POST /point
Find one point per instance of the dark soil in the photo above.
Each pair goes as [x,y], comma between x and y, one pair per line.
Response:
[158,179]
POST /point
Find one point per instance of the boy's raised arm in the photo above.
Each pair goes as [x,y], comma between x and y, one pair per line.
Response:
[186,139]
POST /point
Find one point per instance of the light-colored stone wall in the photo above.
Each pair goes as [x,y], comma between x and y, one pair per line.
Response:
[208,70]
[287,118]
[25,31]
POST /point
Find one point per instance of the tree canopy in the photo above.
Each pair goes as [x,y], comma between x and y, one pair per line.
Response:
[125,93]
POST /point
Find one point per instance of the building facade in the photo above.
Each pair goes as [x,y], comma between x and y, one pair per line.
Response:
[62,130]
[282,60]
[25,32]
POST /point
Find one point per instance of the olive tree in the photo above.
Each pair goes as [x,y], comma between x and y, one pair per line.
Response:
********************
What the exercise asks: Print the entire set of records again, exactly.

Solution to this exercise:
POST /point
Find one point per instance of the dark soil in the photo above.
Each pair goes as [x,y], comma between x and y, one pair per line.
Response:
[158,179]
POST /point
Find one point per instance of the boy's raised arm in the photo above.
Each pair goes as [x,y], comma between x and y, one pair per line.
Response:
[186,139]
POST /point
Find one point per instance of the light-colored stone wall in the photo above.
Each pair goes as [x,y], comma between x and y, one pair per line.
Response:
[208,70]
[287,118]
[25,31]
POST /point
Find one point per instance of the tree canopy in the photo above.
Each pair goes as [x,y], comma between x and y, one pair per line.
Response:
[125,93]
POST /point
Find one point per instance of the building facade in the photo above.
Each pair goes as [x,y], comma between x and y, one pair per line.
Response:
[62,130]
[282,60]
[25,32]
POST /point
Find one point per instance of the olive tree in the photo above.
Each pair goes as [x,y], comma between x and y, one pair per line.
Response:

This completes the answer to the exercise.